Saved data entries:
-------
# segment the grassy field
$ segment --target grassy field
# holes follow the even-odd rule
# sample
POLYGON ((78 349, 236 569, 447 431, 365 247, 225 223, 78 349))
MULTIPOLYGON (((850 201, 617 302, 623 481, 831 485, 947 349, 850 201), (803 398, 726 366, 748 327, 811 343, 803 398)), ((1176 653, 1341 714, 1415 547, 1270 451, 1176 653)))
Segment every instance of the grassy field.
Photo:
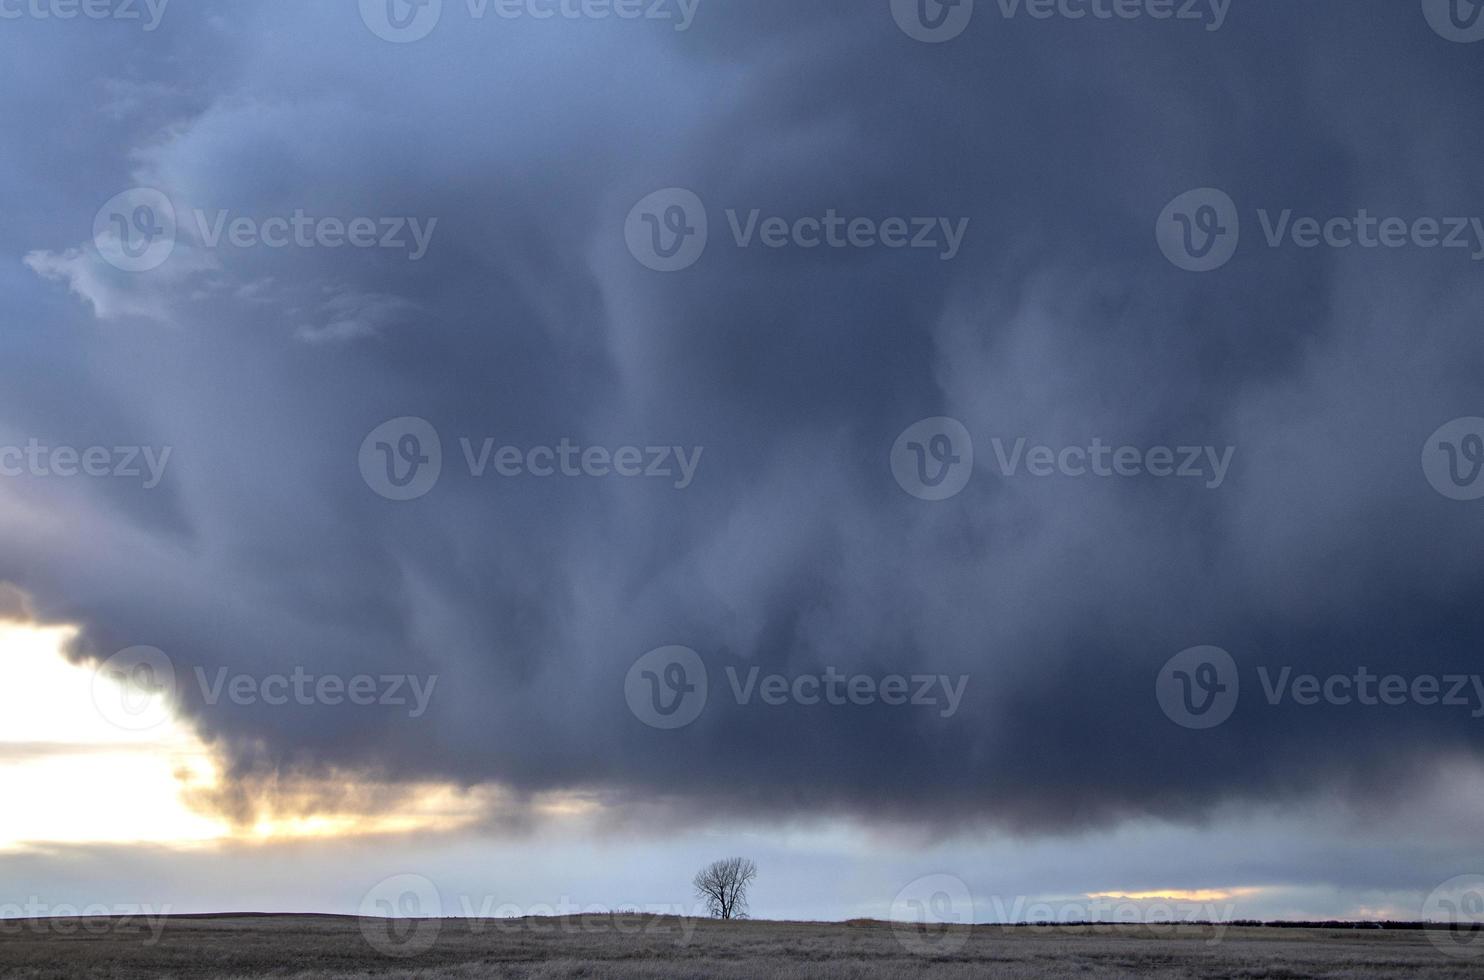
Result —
-------
» **Try it**
In exact wording, restate the lines of the data above from the first through the one holding "POLYGON ((78 349, 236", and stop after that line.

» **Answer space**
# segment the grassy field
$ segment --target grassy field
# holes follow the even-odd rule
# sample
POLYGON ((78 349, 236 569, 447 431, 365 247, 225 223, 78 349))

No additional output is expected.